Stored items
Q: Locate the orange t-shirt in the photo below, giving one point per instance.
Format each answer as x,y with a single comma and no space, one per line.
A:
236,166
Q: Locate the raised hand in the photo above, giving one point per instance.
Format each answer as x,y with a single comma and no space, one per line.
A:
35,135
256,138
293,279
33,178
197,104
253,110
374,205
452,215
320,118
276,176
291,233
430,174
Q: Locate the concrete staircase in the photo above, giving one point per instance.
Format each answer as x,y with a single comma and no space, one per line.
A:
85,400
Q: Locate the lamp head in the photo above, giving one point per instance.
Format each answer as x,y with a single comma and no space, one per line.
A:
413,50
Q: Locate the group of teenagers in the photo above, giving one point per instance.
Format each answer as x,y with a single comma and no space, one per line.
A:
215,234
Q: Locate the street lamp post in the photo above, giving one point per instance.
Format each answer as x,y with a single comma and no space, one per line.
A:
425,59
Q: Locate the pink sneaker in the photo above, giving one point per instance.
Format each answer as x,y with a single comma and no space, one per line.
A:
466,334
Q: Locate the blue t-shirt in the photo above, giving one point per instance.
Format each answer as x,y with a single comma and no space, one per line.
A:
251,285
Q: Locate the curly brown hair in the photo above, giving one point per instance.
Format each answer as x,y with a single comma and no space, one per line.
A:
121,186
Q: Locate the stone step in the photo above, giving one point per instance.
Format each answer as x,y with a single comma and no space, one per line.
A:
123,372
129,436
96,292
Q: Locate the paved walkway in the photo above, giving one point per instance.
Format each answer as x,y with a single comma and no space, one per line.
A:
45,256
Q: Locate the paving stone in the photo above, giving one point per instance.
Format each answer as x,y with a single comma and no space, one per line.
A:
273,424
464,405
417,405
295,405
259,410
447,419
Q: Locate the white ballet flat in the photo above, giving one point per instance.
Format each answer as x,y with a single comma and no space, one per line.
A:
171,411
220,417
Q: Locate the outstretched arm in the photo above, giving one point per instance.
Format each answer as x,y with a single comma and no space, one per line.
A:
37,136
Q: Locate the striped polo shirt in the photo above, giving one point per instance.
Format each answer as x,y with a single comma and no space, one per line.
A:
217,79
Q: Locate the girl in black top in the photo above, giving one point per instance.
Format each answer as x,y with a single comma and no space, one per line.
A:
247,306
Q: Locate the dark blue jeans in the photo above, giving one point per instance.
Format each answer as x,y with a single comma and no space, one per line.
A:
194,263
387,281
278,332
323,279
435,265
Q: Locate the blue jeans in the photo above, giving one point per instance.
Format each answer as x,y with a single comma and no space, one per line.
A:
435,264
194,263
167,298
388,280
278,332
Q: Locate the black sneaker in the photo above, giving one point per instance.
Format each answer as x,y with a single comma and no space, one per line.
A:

HOW TO COMPLETE THIS TASK: Looking at the entries above, copy out every line in which "black" occurs.

EXERCISE OUTPUT:
Q: Locate the girl in black top in the photo above, giving one point per instance.
Q: Locate the black sneaker in the photo above, giving one point per instance.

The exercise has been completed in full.